───── Recorded information ─────
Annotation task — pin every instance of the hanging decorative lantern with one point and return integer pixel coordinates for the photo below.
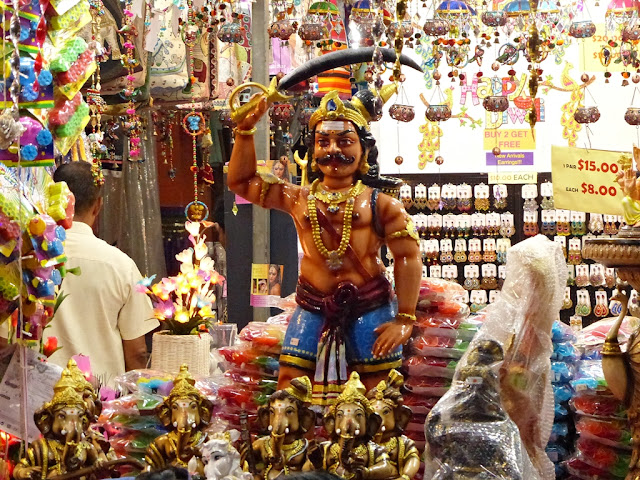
(584, 29)
(517, 8)
(311, 28)
(632, 116)
(305, 115)
(436, 27)
(232, 32)
(454, 8)
(494, 18)
(622, 11)
(282, 29)
(631, 32)
(225, 118)
(586, 115)
(281, 114)
(405, 28)
(495, 103)
(402, 113)
(438, 113)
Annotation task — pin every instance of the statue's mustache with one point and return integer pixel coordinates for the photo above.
(336, 157)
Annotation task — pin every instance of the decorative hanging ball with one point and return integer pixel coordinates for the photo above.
(587, 115)
(632, 116)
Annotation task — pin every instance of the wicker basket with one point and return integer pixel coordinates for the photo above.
(171, 351)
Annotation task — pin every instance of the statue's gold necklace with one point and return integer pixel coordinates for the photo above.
(334, 257)
(291, 450)
(334, 199)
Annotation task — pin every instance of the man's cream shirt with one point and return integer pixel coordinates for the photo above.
(102, 307)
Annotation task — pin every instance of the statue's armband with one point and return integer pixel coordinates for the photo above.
(408, 231)
(268, 179)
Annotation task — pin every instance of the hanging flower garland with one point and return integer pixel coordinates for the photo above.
(132, 124)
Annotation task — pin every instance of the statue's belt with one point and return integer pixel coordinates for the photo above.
(346, 301)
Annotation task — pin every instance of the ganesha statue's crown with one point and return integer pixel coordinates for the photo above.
(354, 392)
(65, 394)
(394, 382)
(183, 386)
(361, 110)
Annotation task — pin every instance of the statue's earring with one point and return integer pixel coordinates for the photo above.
(364, 165)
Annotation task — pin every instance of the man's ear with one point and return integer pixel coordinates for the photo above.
(98, 206)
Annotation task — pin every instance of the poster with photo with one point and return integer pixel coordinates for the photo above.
(266, 284)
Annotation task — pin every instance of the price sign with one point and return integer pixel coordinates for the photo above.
(584, 180)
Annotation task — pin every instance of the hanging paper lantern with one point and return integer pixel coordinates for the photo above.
(438, 113)
(305, 115)
(436, 27)
(495, 103)
(587, 115)
(405, 28)
(281, 114)
(631, 32)
(311, 28)
(454, 8)
(517, 8)
(621, 11)
(632, 116)
(402, 113)
(494, 18)
(225, 118)
(584, 29)
(232, 32)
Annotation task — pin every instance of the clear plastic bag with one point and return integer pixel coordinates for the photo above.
(419, 366)
(612, 432)
(469, 434)
(520, 323)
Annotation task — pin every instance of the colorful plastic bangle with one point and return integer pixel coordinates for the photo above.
(406, 316)
(246, 132)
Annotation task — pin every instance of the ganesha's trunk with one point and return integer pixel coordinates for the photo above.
(346, 447)
(614, 364)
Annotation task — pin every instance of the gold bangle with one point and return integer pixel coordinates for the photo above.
(246, 133)
(611, 348)
(406, 316)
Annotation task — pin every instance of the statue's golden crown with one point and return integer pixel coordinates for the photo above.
(183, 386)
(354, 392)
(333, 108)
(302, 394)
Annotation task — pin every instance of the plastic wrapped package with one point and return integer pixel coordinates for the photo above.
(606, 406)
(611, 460)
(561, 393)
(565, 352)
(559, 432)
(419, 366)
(561, 332)
(562, 372)
(468, 432)
(556, 453)
(442, 347)
(428, 386)
(420, 404)
(264, 334)
(612, 432)
(579, 469)
(520, 322)
(589, 377)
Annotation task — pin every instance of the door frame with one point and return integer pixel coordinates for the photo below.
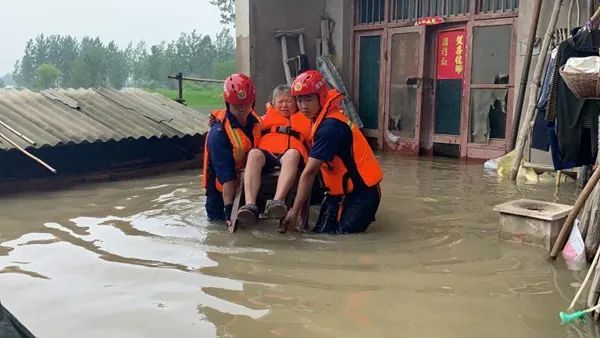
(408, 146)
(495, 147)
(373, 133)
(446, 138)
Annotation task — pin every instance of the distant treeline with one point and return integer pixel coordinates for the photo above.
(63, 61)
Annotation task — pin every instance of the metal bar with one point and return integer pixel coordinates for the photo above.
(197, 80)
(25, 138)
(26, 153)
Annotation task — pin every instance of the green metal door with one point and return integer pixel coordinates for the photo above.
(370, 63)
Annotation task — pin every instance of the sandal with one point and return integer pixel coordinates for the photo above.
(275, 209)
(248, 215)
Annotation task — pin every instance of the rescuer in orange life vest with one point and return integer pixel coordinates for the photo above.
(283, 144)
(236, 130)
(350, 171)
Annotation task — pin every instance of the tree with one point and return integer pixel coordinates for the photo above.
(227, 8)
(225, 46)
(90, 69)
(47, 76)
(118, 71)
(224, 69)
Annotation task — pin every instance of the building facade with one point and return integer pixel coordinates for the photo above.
(427, 76)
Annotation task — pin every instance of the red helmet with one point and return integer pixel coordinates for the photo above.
(239, 89)
(309, 83)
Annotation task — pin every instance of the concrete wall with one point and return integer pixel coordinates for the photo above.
(260, 53)
(341, 11)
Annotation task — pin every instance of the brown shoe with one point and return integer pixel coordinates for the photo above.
(248, 215)
(275, 209)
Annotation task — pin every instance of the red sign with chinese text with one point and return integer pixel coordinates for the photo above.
(452, 48)
(432, 20)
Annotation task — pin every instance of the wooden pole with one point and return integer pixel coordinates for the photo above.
(527, 124)
(27, 139)
(28, 154)
(284, 55)
(325, 37)
(566, 229)
(537, 8)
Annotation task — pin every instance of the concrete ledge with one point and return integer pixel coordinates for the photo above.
(531, 222)
(546, 211)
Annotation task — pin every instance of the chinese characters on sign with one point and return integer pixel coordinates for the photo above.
(451, 55)
(434, 20)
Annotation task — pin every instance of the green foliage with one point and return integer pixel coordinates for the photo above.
(47, 76)
(93, 63)
(227, 8)
(224, 69)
─────
Your assignment: The response should repeat every entry above exactly and include none of the pictures.

Written solution:
Annotation task — pin every instance of the hanging decorative lantern with one point and return integer pixel coordinates for the photo below.
(584, 29)
(517, 8)
(311, 28)
(632, 116)
(305, 115)
(436, 27)
(232, 32)
(454, 8)
(494, 18)
(622, 11)
(282, 29)
(631, 32)
(225, 118)
(586, 115)
(281, 114)
(405, 28)
(495, 103)
(402, 113)
(438, 113)
Annotation task — pin every instance of the statue's mustache with one point and return integer pixel coordinates for the photo above.
(336, 157)
Annotation task — pin every instance of the decorative hanging ball with one point and return integer pixel coordinates for the photo above.
(587, 115)
(632, 116)
Annotation task — pin every instance of the wicker basket with one point and return integer pixel coordinates for the photo above.
(171, 351)
Annotation task — pin every instance of the statue's gold necklace with one point and return integer pixel coordinates for the photo above.
(334, 257)
(291, 450)
(334, 199)
Annotation task — pin every instance of the man's cream shirt with one point and return integer pixel coordinates for the photo above.
(102, 307)
Annotation task — pin every instance of the statue's armband with one point and return integer pixel coordinates for the photo above.
(408, 231)
(268, 179)
Annotation task — pin every instance of the hanging flower garland with one point and return integer pixel coordinates for the photo above.
(132, 124)
Annotation task — pin every instance of the statue's belt with one point and return integer pixel coordinates for the photo above.
(346, 301)
Annotation task — pin every instance of the ganesha statue's crown with one point and return integer pixel coordinates for the photo above.
(354, 392)
(65, 394)
(394, 382)
(183, 386)
(361, 110)
Annotation task — pin every instance of the statue's earring with one point and return integer pixel coordinates for the photo above.
(364, 165)
Annotation task — pin every instance of the man's ear with one point and return integer pixel coordinates for the photo above.
(98, 206)
Annotation task — pin every instance of the poster with photo with one point and return integer pixel coordinates for the photo above.
(266, 284)
Annotation task — pin every instance of the price sign with one point and return integer pixel coordinates for the photo above.
(584, 180)
Annotation task — pin every instance of the hanging paper lantern with one point and return integer pixel coordinates for the photo above.
(438, 113)
(305, 115)
(436, 27)
(495, 103)
(587, 115)
(405, 28)
(281, 114)
(631, 32)
(311, 28)
(454, 8)
(517, 8)
(621, 11)
(632, 116)
(402, 113)
(494, 18)
(225, 118)
(584, 29)
(232, 32)
Annotation task — pin every instance of the clear plastic bag with one point and return integer pixel coordinates for the photo above.
(419, 366)
(612, 432)
(469, 434)
(520, 323)
Annotation task — pin every instance of the colorful plastic bangle with one point and return integer pixel coordinates for the photo above.
(406, 316)
(246, 132)
Annotation task — pin every instance of the ganesha's trunk with one point and return integer pixel coordinates for the photo above.
(346, 447)
(614, 364)
Annotation task — pin every instance of the gold bangle with one point and return integer pixel coordinates for the photo above.
(246, 133)
(611, 348)
(406, 316)
Annotation task — pin every instance of the statue's golden crown with one point and return integer pixel coordinates for the photo above.
(183, 386)
(354, 392)
(333, 108)
(302, 394)
Annotation task — pin every instance of the plastic wrapped package with one point and return integer pixel coordinates for the photo above.
(606, 406)
(611, 460)
(561, 393)
(565, 352)
(559, 432)
(419, 366)
(561, 332)
(562, 372)
(468, 432)
(556, 453)
(442, 347)
(428, 386)
(420, 404)
(264, 334)
(612, 432)
(579, 469)
(520, 322)
(589, 377)
Annotation task — pin every instance of the door frame with one point and return integer pixel coordinates for the photo below.
(408, 146)
(495, 147)
(373, 133)
(446, 138)
Annotation task — pin every instance of the distant treeline with one point and return integer pixel coordinates for the photo above.
(63, 61)
Annotation task — pin every instance of the metal bar with one point and return integer pixel coordinates for the photo above.
(197, 80)
(25, 138)
(26, 153)
Annotation task — pin every instance of the green metal door with one point and return integer pixel coordinates for the photo above.
(370, 63)
Annotation task — pin every instance of the sandal with one point and return integer pixel coordinates for the photo above.
(275, 209)
(248, 215)
Annotation task — pin every instance of the rescuer in orange life vest with one point and return integer pixel coordinates for the photo above.
(283, 144)
(236, 130)
(350, 171)
Annotation task — pin every instance of the tree with one point and return integer pixel coordinates for the photo above.
(227, 8)
(225, 46)
(90, 69)
(47, 76)
(118, 71)
(224, 69)
Annotation task — pin every instance of the building facade with one point and return integer pixel coordinates for the photo above.
(427, 76)
Annotation task — pin every instance of the red helmet with one point and return integer pixel coordinates for the photo above.
(239, 89)
(309, 83)
Annotation task — pin every instance of the concrete wall with one point and return integer pixel coordinates for the photo above.
(260, 53)
(341, 11)
Annotation task — pin every instance of the brown shoe with one point and return integer pixel coordinates for the photo above.
(248, 215)
(275, 209)
Annotation task — pin every instance of the red sign with chinese text with one point and return integer pixel coordinates for the photo above.
(452, 48)
(432, 20)
Annotation task — pin every instance of the wooden pole with one point and return integer pixel coordinates for the photo above.
(527, 124)
(27, 139)
(28, 154)
(284, 55)
(325, 37)
(566, 229)
(537, 8)
Annotation task — pin every instance of the concrete ledge with one point and return integer pixel coordinates for the photo above.
(531, 222)
(546, 211)
Annotation task — pin every instance of the chinese characters on sign with one point and return integer pixel coordinates for the photo above.
(451, 55)
(434, 20)
Annotation task — pin every instance of the green foliage with one point and return integer pixel coordinates for the photo above.
(47, 76)
(93, 63)
(227, 8)
(224, 69)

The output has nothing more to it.